(Position annotation records)
+-------+
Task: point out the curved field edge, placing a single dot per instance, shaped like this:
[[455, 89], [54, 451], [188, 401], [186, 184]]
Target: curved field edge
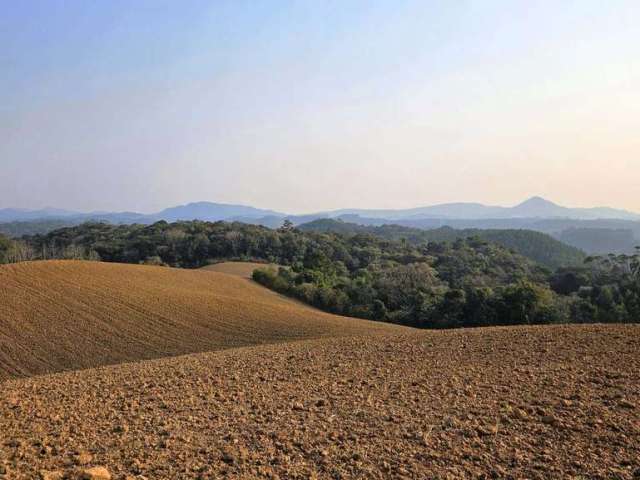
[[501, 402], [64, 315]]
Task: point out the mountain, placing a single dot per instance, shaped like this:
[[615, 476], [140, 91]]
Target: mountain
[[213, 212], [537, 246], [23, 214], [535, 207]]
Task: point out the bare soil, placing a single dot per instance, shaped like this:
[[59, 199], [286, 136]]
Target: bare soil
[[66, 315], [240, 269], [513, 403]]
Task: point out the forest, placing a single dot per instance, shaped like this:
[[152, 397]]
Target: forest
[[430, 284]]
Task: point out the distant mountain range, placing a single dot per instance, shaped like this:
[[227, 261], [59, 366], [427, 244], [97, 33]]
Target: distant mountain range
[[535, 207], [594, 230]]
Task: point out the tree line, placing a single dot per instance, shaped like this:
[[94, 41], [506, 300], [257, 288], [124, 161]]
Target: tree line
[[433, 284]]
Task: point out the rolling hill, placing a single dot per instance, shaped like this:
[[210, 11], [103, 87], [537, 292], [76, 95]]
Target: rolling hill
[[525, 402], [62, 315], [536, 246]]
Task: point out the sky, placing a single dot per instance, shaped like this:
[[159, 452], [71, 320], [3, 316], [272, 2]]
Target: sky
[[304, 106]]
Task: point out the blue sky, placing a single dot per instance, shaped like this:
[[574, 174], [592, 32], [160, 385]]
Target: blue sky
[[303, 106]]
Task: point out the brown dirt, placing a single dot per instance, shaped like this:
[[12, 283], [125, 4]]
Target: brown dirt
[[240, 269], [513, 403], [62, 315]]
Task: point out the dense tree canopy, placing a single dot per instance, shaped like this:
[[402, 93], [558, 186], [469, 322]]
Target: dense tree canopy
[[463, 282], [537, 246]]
+-------+
▸ SHORT EXERCISE
Could you copy the records again, starting with the line that contains "Task: point out the bare" and going on through the line that contains "[[433, 284]]", with every point coordinate in the answers scaled by 1.1 and rounded to whole numbers, halves up? Leave the tasks and their format samples unchanged.

▸ EXERCISE RESPONSE
Task: point out the bare soil, placing a single dot per instance, shaped like this:
[[59, 199], [286, 136]]
Target: bare soil
[[73, 347], [264, 296], [564, 443]]
Task: point out the forest, placing a single dot per instance, shaped like this:
[[152, 397]]
Target: forest
[[473, 312]]
Task: point out the distant mountain range, placing a single dot per instance, shaped like this:
[[227, 261], [59, 366], [427, 244], [97, 33]]
Target: distant mountain range
[[589, 228], [653, 253]]
Task: point out the tree line, placing a single dot per instance, shaped like this:
[[94, 41], [506, 300], [257, 288], [124, 161]]
Target: tree line
[[476, 312]]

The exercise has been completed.